# Start of Record extracts

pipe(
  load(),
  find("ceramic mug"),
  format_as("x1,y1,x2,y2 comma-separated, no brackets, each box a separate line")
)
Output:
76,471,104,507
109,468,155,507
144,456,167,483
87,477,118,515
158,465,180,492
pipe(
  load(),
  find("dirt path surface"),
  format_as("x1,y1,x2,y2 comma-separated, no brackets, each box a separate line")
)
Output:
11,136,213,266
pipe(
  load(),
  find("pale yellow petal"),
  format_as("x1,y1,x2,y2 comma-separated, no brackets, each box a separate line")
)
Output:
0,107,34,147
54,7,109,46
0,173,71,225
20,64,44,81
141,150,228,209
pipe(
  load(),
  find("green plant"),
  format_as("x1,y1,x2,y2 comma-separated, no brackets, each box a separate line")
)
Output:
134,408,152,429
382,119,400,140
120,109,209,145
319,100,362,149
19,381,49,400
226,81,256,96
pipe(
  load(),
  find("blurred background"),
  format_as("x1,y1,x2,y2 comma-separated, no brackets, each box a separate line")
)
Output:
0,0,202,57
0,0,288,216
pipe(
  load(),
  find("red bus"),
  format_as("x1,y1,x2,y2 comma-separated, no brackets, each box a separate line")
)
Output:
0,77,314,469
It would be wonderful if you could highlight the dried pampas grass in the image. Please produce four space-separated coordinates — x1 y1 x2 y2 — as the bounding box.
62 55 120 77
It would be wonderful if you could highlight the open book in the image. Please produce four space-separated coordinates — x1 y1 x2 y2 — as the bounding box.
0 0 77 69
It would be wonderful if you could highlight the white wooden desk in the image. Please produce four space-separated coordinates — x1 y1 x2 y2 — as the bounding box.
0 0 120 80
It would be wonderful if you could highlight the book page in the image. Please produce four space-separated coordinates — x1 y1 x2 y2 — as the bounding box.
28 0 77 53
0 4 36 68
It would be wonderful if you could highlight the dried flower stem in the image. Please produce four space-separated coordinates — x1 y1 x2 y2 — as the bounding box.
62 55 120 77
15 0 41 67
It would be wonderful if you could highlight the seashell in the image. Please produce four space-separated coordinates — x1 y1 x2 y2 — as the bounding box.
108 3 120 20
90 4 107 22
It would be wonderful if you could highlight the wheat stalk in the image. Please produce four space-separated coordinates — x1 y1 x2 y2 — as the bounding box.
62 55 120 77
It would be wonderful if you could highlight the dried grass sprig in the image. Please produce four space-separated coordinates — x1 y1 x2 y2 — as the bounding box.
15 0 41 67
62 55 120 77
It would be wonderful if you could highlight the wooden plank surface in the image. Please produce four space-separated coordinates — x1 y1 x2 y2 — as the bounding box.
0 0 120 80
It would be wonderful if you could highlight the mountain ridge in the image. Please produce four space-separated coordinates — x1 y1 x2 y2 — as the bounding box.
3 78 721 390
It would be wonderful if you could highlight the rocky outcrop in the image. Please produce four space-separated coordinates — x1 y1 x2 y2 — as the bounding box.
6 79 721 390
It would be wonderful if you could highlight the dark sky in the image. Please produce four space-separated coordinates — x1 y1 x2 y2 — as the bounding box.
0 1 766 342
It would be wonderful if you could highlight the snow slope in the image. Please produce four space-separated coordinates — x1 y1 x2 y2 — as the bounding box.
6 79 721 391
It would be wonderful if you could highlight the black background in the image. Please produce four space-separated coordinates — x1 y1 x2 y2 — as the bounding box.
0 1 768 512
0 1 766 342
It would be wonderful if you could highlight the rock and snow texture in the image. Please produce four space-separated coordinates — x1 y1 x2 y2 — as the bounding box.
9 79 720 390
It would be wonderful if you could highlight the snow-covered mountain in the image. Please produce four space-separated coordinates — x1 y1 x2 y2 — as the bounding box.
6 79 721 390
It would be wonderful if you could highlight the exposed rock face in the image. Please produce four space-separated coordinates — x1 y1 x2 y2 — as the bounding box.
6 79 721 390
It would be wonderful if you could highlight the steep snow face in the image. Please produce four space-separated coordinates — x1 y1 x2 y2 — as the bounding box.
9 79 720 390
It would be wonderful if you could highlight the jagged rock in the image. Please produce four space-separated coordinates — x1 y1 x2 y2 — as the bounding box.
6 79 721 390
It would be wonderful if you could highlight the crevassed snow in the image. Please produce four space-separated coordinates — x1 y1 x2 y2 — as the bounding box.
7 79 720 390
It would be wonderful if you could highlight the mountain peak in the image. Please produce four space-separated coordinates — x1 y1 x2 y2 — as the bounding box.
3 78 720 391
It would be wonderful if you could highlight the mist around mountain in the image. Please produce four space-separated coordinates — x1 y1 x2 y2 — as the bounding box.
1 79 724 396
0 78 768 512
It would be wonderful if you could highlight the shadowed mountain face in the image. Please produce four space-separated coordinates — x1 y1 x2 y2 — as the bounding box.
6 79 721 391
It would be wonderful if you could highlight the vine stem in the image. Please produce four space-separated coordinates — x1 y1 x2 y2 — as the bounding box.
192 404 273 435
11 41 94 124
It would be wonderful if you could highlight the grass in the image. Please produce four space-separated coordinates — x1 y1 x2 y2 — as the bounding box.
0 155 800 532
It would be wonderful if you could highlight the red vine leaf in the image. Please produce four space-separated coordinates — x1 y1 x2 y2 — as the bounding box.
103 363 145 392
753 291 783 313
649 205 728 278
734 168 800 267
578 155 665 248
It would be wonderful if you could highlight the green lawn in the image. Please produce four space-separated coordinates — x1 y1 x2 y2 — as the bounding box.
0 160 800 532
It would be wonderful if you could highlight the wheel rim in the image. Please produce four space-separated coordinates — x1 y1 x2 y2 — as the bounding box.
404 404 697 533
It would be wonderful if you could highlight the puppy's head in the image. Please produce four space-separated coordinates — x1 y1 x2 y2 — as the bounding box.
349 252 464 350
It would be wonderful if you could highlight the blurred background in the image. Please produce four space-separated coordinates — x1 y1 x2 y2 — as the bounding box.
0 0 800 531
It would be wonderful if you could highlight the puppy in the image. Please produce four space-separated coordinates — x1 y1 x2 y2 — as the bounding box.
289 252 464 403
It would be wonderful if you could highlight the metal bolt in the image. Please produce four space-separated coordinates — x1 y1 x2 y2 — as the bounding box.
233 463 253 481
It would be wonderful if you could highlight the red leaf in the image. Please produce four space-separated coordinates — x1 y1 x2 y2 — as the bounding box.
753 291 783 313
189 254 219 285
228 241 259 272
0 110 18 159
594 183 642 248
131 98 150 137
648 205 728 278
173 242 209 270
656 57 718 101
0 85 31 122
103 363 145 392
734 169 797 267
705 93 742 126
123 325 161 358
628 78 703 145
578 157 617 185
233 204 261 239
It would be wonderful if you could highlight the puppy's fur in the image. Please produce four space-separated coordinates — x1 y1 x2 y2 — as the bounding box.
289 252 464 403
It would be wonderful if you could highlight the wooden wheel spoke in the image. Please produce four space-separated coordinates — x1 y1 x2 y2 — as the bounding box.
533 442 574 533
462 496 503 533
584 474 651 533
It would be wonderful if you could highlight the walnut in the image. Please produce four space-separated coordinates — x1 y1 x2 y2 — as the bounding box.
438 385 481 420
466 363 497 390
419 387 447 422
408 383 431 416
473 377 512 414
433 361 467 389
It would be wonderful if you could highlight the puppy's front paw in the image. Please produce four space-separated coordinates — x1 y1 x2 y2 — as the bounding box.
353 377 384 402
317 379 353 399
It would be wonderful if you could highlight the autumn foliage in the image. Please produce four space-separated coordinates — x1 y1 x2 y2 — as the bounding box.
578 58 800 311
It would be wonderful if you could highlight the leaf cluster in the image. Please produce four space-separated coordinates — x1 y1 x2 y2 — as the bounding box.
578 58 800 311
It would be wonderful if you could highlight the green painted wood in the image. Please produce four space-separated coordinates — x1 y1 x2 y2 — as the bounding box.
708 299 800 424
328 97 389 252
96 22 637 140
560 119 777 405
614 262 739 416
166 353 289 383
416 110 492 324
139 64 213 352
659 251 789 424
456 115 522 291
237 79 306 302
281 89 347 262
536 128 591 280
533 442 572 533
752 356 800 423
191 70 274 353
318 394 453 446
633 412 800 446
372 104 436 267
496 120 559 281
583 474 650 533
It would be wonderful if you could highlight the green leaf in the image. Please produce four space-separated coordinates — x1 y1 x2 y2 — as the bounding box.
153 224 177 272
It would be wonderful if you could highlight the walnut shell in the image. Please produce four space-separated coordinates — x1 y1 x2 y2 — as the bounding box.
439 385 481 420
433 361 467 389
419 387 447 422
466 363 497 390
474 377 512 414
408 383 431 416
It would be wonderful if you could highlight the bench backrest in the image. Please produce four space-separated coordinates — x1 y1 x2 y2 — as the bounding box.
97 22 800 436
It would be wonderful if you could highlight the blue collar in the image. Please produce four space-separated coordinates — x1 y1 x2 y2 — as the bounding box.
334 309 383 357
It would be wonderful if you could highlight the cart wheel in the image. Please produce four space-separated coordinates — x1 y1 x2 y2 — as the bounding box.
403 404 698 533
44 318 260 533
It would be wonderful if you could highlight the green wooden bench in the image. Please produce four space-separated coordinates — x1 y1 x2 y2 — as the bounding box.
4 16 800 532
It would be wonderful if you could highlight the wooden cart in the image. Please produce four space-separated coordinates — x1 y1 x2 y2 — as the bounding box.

# End of Record extracts

Written instruction →
Update the lines that begin at the one containing "It would be wonderful if you could highlight the crevassed" and end after the one containing "11 41 94 124", changing every "mountain" to "summit" and leaving everything else as it is. Return only those updated lines.

Complete answer →
It would be wonderful if you could highlight the crevassed snow in the image. Please produce four space-separated coordinates — x1 y1 x2 y2 — as the bounding box.
7 79 720 390
It would be wonderful if you could highlight the summit peak in the image. Please produce four space-separated coordinates — x1 y1 x2 y2 — as the bounding box.
3 78 720 391
It would be wonderful if you could highlight the mist around summit in the image. Please produce four space-separated coordinates — x1 y1 x2 y2 — as the bounding box.
1 79 724 396
0 78 768 512
It would be wonderful if you could highlight the shadowed summit face in the image. Please produce four space-separated coordinates — x1 y1 x2 y2 — as the bounding box.
6 79 721 391
It would be wonderful if you could highlight the vine stem in the image. Please produce four space-separated coordinates — x1 y1 x2 y2 — as the bounding box.
192 404 273 435
11 41 94 124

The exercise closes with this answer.